PASSAGE FOR REVIEW ::

▶

Out of Synchronization operations with shift
oozut opened this issue · comments
I have seen that the order of operation sequences for the cluster to compute the shift operation is not correct.
df = ks.read_csv("/databricks-datasets/COVID/coronavirusdataset/Case.csv")
display(df)
df['prev_city'] = df['city'].shift()
df['next_city'] = df['city'].shift(-1)
display(df)
only_group_false = df.loc[df['group'] == 'false']
display(only_group_false)
On the first display(df)
, the city is correctly displayed as expected without any null
on the second display, the 'prev_city' and 'next_city' have a null value respectively for the first row and the last row. This is correct behaviour that I expected.
However, for a subdataframe only_group_false
, the 'prev_city' and 'next_city' have a null value respectively for the first row and the last row. It seems that the shift operation is applied after the selection is performed.
I have run the same example using pandas original library and I have the behaviour that I expect with no null value present at the top and bottom.
df = ks.read_csv("/databricks-datasets/COVID/coronavirusdataset/Case.csv").to_pandas()
display(df)
df['prev_city'] = df['city'].shift()
df['next_city'] = df['city'].shift(-1)
display(df)
only_group_false = df.loc[df['group'] == False] ## change to bool
display(only_group_false)
I suppose the shift operation is not blocked in the compute order and pass it down to the last operation.
Cluster is:
Cluster Mode: Standard
Databricks Runtime Version: 7.6 ML (includes Apache Spark 3.0.1, Scala 2.12)
Worker Type: Standard_D12_v2
No init scrip.
@oozut Thanks for the report! Sounds like it's a bug. I'll be working on it soon.

◀

ENTRIES SHOWN ::

▶

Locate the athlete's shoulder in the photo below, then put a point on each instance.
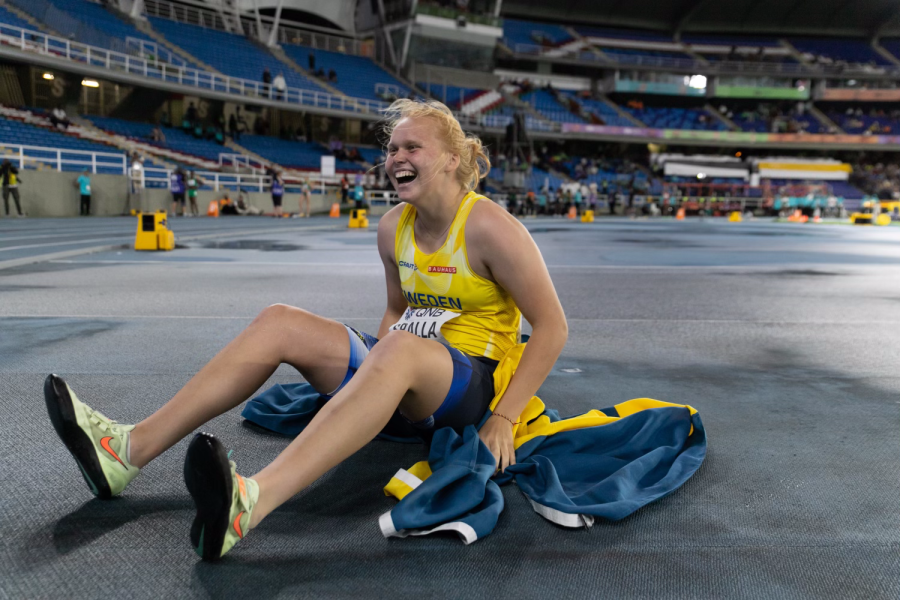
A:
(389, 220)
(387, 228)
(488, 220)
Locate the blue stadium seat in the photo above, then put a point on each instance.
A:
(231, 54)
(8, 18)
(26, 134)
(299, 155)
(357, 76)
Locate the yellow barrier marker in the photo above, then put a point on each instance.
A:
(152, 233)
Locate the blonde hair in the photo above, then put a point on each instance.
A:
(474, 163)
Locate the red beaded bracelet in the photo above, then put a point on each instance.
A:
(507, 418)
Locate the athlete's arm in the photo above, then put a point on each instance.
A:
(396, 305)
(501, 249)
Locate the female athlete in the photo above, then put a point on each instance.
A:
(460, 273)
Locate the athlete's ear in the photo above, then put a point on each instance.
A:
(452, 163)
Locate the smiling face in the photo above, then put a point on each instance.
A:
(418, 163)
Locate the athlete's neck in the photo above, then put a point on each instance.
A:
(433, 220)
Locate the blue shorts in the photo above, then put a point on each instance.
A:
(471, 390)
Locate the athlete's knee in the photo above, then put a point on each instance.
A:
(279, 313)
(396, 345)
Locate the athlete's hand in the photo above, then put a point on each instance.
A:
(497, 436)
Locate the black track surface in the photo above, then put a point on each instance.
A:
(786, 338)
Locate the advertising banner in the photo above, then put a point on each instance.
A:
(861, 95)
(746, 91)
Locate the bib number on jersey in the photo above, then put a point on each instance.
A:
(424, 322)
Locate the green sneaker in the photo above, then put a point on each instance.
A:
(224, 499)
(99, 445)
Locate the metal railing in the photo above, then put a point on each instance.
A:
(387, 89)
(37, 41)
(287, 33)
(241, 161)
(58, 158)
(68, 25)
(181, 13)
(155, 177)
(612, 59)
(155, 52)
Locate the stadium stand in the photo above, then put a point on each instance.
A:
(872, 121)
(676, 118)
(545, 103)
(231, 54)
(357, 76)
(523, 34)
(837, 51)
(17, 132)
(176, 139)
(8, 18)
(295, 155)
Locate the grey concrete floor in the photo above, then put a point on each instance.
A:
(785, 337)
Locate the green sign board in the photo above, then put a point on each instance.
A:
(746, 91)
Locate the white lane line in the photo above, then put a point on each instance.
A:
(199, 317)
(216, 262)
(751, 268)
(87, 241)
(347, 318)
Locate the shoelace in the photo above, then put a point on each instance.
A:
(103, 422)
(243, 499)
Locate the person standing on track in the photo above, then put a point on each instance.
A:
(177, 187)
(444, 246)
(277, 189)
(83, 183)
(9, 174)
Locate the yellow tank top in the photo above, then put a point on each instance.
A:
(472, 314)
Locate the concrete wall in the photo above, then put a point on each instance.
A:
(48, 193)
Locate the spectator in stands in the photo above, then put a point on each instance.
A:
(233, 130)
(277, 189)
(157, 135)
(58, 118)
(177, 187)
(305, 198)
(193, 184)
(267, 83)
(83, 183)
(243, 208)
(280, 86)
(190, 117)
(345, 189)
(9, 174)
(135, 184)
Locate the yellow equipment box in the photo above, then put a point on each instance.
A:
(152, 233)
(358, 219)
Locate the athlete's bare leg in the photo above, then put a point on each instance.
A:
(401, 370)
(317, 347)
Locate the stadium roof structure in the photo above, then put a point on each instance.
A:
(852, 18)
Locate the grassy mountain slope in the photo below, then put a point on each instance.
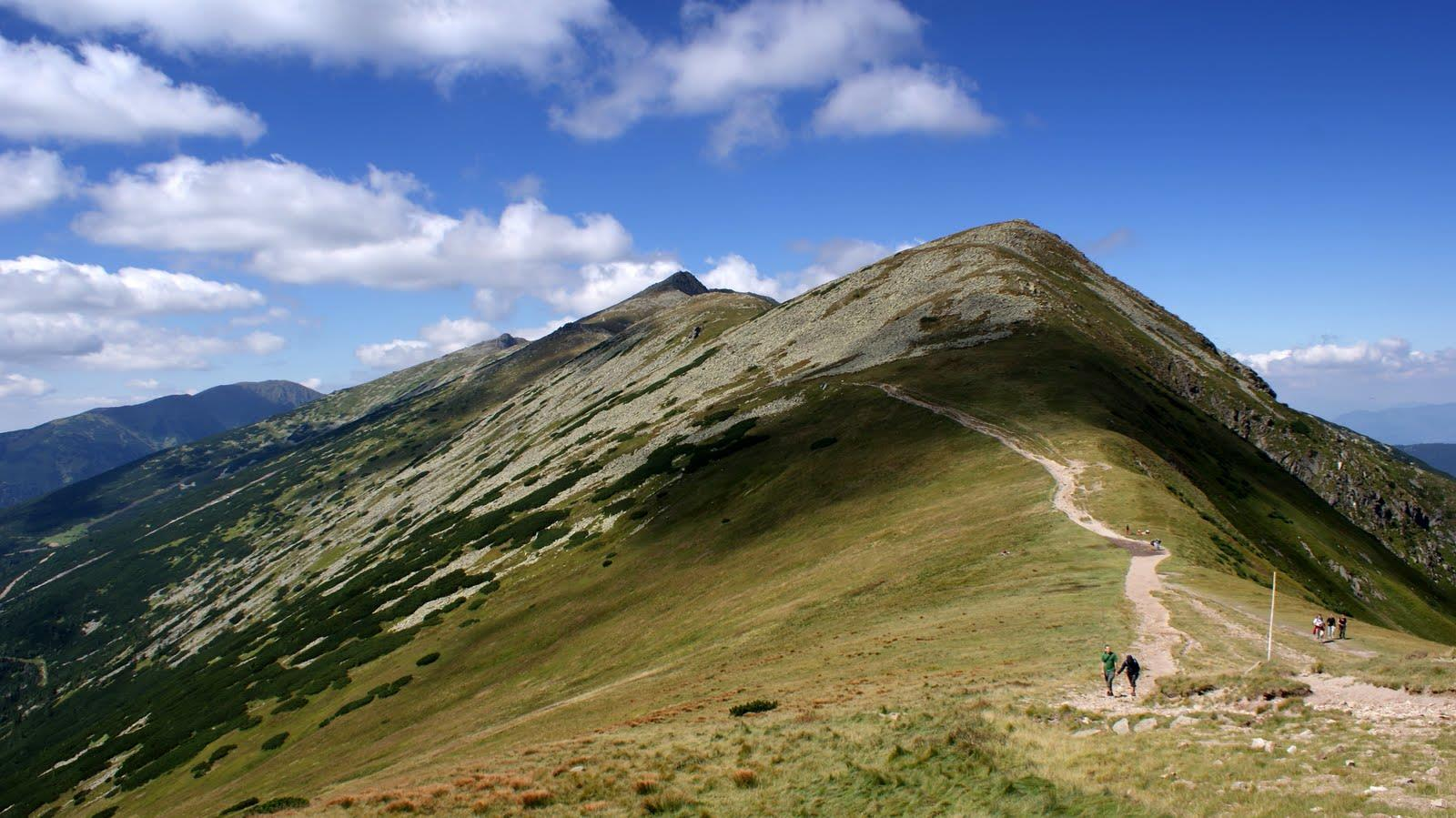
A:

◀

WORK INSTRUCTION ::
According to the issue thread, which Databricks Runtime version does the cluster run? Nothing in the records is needed.

SOLVED EXERCISE ::
7.6 ML, which includes Apache Spark 3.0.1 and Scala 2.12.